⟨

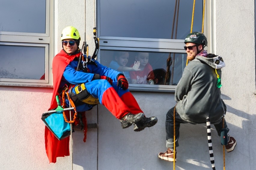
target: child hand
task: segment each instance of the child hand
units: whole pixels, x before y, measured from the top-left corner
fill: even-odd
[[[140,63],[139,62],[139,61],[137,61],[137,62],[136,61],[134,61],[134,65],[133,66],[133,69],[136,71],[140,70],[140,69],[139,69],[140,64]]]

⟩

» **STATED PROBLEM**: Scale the lines above by reproducing all of them, requests included, with every polygon vertex coordinate in the answers multiplied by 1.85 and rounded to the nearest whole number, with halves rounded up. Leave the numbers in the requests unchanged, and omit the pictures from your answer.

» **EXERCISE SOLUTION**:
target: child hand
task: segment each instance of the child hand
units: whole pixels, x before y, measured from the top-left corner
fill: even-odd
[[[259,117],[257,115],[257,113],[253,113],[253,115],[252,113],[248,113],[248,120],[246,122],[246,128],[252,131],[259,130],[259,128],[257,128],[259,118]]]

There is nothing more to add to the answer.